# Bye Brute, Hello Outty



## jdemp (May 28, 2012)

Decided to step up and see what all the fuss is about, and all I can say is wow. Bought a Silver/Black 2011 Outlander 800 XT-P and I'm very impressed. Power steering is awesome, power is incredible, what a machine.
Now I already have an axle off changing a OEM crap boot. lol But very satisfied anybody thinking about trying out a Can Am do it!


----------



## Polaris425 (Dec 16, 2004)

Nice


----------



## Musclemckeester (Aug 25, 2012)

My next bike will definitely be a Can Am. Nice upgrade!


----------



## 10txram (Jan 26, 2013)

Musclemckeester said:


> My next bike will definitely be a Can Am. Nice upgrade!


x2
:agreed:


----------



## NMKawierider (Apr 11, 2009)

Nice. Although I have my mind set on a new 1000 XTP, my dealer...whome I worked for many years ago..has a left over 2011 XXc I might get for about 9500.


----------



## bruteforce3 (Apr 20, 2012)

Same here... I want a can am so bad..! Hah I guess I'm stuck with the ole popo


----------



## jdemp (May 28, 2012)

Thing feels right. In the water it feels so much more balanced than the Brute. In the mud holes it seems to get better traction, I had like 3" more ground clearance on my Brute and this thing still feels like it gets better traction. 
Not tryin to bash Brutes they are still bad *** machines, I liked my 750 but this Can Am is a beast.


----------



## DrillersGoDeeper (Jan 3, 2009)

*Congrats on the new ride, and welcome to "The Dark Side!":flames:*


----------



## JPs300 (Mar 23, 2011)

DrillersGoDeeper said:


> *Congrats on the new ride, and welcome to "The Dark Side!":flames:*


 
X2!


----------



## dookie (Mar 24, 2011)

Can Am FTW!!


----------



## triston (Aug 31, 2009)

▸ Data segment:
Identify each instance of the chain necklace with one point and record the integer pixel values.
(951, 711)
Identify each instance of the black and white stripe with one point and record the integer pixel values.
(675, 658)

▸ Given task: Transcribe everything in the ATV forum thread from "## bruteforce3 (Apr" down to "is a beast.".

▸ Output of the task:
## bruteforce3 (Apr 20, 2012)

Same here... I want a can am so bad..! Hah I guess I'm stuck with the ole popo


----------



## jdemp (May 28, 2012)

Thing feels right. In the water it feels so much more balanced than the Brute. In the mud holes it seems to get better traction, I had like 3" more ground clearance on my Brute and this thing still feels like it gets better traction. 
Not tryin to bash Brutes they are still bad *** machines, I liked my 750 but this Can Am is a beast.